─── Material provided ───

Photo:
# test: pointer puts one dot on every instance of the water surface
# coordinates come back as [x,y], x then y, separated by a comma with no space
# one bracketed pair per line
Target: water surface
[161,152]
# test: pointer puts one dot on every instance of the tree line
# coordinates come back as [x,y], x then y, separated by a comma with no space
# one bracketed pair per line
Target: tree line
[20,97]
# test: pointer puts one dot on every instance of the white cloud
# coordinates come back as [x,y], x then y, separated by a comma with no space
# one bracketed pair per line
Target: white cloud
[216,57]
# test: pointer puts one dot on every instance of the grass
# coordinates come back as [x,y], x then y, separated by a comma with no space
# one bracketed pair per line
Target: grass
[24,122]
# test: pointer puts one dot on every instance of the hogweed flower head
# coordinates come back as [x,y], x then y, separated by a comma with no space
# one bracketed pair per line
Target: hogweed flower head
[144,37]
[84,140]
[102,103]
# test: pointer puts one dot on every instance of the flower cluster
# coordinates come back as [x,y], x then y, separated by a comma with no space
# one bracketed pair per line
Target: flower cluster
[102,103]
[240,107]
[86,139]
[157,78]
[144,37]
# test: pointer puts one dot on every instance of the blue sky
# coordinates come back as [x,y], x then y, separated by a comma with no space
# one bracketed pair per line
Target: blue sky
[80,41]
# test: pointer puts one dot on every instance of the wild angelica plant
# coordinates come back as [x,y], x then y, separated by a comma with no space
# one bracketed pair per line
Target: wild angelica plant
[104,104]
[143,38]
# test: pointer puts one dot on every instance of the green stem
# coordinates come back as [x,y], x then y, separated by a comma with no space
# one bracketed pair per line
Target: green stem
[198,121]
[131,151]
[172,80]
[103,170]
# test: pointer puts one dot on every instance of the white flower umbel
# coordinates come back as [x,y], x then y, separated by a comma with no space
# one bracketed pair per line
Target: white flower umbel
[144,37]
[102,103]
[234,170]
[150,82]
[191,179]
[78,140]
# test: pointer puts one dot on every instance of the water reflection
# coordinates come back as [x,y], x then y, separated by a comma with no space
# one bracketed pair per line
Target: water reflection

───

Copy all of the data above, line for line, without changing a single character.

Photo:
# test: pointer puts one dot on every instance of the water surface
# coordinates come back as [x,y], x then y, separated by a comma with no space
# one bracketed pair per line
Target: water surface
[161,152]
# test: pointer puts one dot on every instance of the tree line
# coordinates come back as [x,y], x then y, separated by a comma with no space
# one bracketed pair per line
Target: tree line
[20,97]
# test: pointer puts one dot on every instance of the white cloud
# coordinates come back as [x,y], x then y, separated by a comma with no space
# one bracketed pair per line
Target: white cloud
[216,57]
# test: pointer puts one dot on every instance of the grass
# coordinates come back as [x,y], x then y, separated by a comma with no space
# one bracketed pair per line
Target: grass
[24,122]
# test: pointer puts one dot on every instance of the hogweed flower head
# coordinates come back as [x,y], x then y, separated by a comma with no space
# one bracketed pair per line
Target: hogweed flower head
[144,37]
[84,140]
[102,103]
# test: pointer puts one dot on every instance of the flower cluster
# coordinates come back as [x,y], x then y, separated by a comma with no space
# one bracketed pair per line
Target: flower cluster
[102,103]
[240,107]
[86,139]
[157,78]
[144,37]
# test: pointer puts one dot on every instance of the blue sky
# coordinates come back as [x,y], x then y, separated by a comma with no space
# one bracketed pair per line
Target: blue sky
[80,41]
# test: pointer puts one dot on every instance of the wild angelica plant
# coordinates come back as [x,y], x then y, separated by a comma with no space
# one bracketed pair per line
Target: wild angelica plant
[104,104]
[143,38]
# test: pointer puts one dot on every instance of the green stem
# coordinates come back as [x,y], x then y, separated by a comma with no space
# one bracketed pair per line
Target: green stem
[198,121]
[131,151]
[172,80]
[103,170]
# test: pointer puts one dot on every instance of the white flower umbel
# coordinates come back as [x,y], x then y, separated by a comma with no space
# one bracketed pair per line
Target: white flower umbel
[144,37]
[102,103]
[234,170]
[150,82]
[191,179]
[78,140]
# test: pointer puts one dot on every instance of the water reflection
# coordinates come back as [x,y], x then y, separated by a comma with no space
# one bracketed pair per line
Target: water reflection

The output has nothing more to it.